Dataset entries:

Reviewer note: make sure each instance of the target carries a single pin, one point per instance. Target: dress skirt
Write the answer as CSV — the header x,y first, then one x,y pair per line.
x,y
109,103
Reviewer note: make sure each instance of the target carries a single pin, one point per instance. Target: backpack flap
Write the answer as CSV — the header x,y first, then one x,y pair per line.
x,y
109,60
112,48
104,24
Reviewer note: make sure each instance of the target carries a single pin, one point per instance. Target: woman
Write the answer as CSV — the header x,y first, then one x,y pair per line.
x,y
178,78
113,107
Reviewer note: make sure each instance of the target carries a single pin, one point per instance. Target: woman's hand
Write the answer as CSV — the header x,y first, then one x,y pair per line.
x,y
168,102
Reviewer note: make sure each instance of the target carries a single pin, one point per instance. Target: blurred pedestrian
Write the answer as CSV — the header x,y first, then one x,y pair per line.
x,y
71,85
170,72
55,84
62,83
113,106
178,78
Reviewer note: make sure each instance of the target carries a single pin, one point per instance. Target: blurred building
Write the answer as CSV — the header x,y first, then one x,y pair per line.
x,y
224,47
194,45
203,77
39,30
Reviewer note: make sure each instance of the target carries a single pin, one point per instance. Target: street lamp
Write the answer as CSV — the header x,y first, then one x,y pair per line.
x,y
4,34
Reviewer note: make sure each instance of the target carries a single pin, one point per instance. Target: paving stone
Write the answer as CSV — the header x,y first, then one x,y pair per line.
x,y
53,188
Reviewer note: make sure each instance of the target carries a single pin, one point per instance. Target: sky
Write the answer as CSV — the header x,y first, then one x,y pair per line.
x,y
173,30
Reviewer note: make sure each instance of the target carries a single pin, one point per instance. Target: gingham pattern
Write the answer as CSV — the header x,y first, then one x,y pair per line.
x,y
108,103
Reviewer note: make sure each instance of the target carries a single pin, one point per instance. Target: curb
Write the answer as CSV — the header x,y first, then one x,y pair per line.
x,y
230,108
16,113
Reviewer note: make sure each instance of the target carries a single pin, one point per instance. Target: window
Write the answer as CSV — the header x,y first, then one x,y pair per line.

▸ **REQUIRED ACTION**: Set down the records once more, character for character.

▸ **WRITTEN RESPONSE**:
Reviewer note: make sure each instance of the target carries a single pin, one point per instance. Target: dress skirt
Write the answer as CSV — the header x,y first, then one x,y pair per line.
x,y
109,103
Reviewer note: make sure each instance of the target carries a single pin, one point per instance. Target: backpack flap
Write the answer as CSV — the header x,y first, then one x,y pair per line.
x,y
109,60
112,48
104,24
Reviewer note: make sure each instance of the target carries a single pin, one point per instance. Target: woman
Write the answer as CSV — the header x,y first, then one x,y pair per line.
x,y
178,78
113,107
Reviewer note: make sure each instance of the target carries a single pin, one point per instance. Target: woman's hand
Write the answer as CSV — the header x,y first, then one x,y pair per line.
x,y
168,102
Reviewer note: make sure each instance of the target carries a single pin, one point per instance. Target: blurred pedestrian
Write the answer as CSV — the header x,y first, then one x,y pair per line.
x,y
71,85
170,72
55,84
62,83
113,106
178,78
Reviewer note: make sure each instance of the target carries a single pin, one point per instance. Target: blurred building
Write the answer as CSV — the header x,y first, then one x,y pair per line.
x,y
224,47
194,45
203,77
39,30
Reviewer note: make sure each instance of the target carries a single pin, one point per instance. Target: street lamp
Write the answer as CSV — the header x,y first, then one x,y pair per line.
x,y
4,34
Reviewer note: make sure each instance of the target carries a single pin, one point per instance. Target: paving stone
Write the answer as CSV — the header x,y first, then one x,y pair per line.
x,y
53,188
Reviewer note: make sure each instance of the target carries a single pin, one point per instance. Target: sky
Write the answer as CSV — the header x,y first, then one x,y pair per line.
x,y
173,30
Reviewer note: make sure each instance of the target carries a single pin, one point per instance. Target: gingham pattern
Write the answer as CSV — the header x,y first, then one x,y pair per line.
x,y
108,103
Reviewer note: make sure each instance of the target carries a single pin, one point per instance. Target: curb
Write the answer as CSV — the header x,y first, then one x,y pair per line.
x,y
230,108
16,113
Reviewer note: make sure each instance of the target carries a single pin, one point per instance. Target: window
Write the answer as CSV — the header x,y first, then one x,y pair per line.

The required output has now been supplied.